What you have to do -
Please retype the data in full and exactly; the pictures are not part of the copy.

....

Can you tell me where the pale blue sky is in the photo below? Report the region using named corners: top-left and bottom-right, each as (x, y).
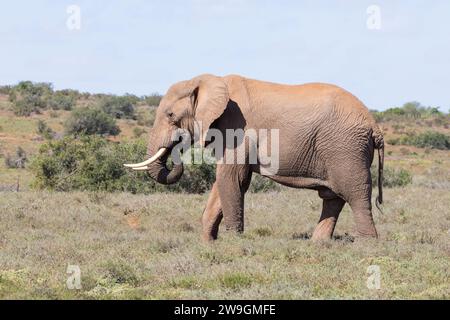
top-left (0, 1), bottom-right (449, 111)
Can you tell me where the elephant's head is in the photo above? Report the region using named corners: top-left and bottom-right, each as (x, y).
top-left (124, 74), bottom-right (229, 184)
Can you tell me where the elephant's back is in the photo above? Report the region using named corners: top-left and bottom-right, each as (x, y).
top-left (243, 78), bottom-right (375, 126)
top-left (263, 82), bottom-right (377, 178)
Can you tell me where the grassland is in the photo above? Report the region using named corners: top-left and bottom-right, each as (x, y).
top-left (0, 187), bottom-right (448, 299)
top-left (0, 90), bottom-right (449, 299)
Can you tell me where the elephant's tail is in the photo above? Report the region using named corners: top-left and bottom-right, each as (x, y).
top-left (373, 128), bottom-right (384, 213)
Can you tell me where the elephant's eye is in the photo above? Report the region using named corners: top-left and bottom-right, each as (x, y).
top-left (167, 112), bottom-right (178, 124)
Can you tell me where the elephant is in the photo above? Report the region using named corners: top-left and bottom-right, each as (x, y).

....

Response for this exercise -
Can you tell me where the pale blue sky is in the photo below? Report the region using named corners: top-left and bottom-right, each as (x, y).
top-left (0, 1), bottom-right (449, 111)
Can you tell me where the elephant's head is in the photo above? Report the region using named corners: top-left and bottom-right, each as (x, y).
top-left (124, 74), bottom-right (229, 184)
Can you tell me where the elephant's back is in the photo above? Report the region using named corners: top-left and bottom-right, each as (x, y).
top-left (243, 78), bottom-right (375, 126)
top-left (263, 82), bottom-right (377, 178)
Can you tell me where the grassland is in the photo above? Report the region using named corners: top-left and bottom-right, each as (x, y).
top-left (0, 187), bottom-right (448, 299)
top-left (0, 90), bottom-right (449, 299)
Can you tell me where the elephant's tail is in the photo above? Report the region using named corners: top-left and bottom-right, each as (x, y).
top-left (373, 128), bottom-right (384, 213)
Can you tell me where the elephant's eye is in the photo above? Report the region using named corners: top-left and bottom-right, each as (x, y).
top-left (167, 112), bottom-right (178, 124)
Can you tell me where the elephant is in the photo above? Report the region using named corners: top-left and bottom-right, each as (x, y).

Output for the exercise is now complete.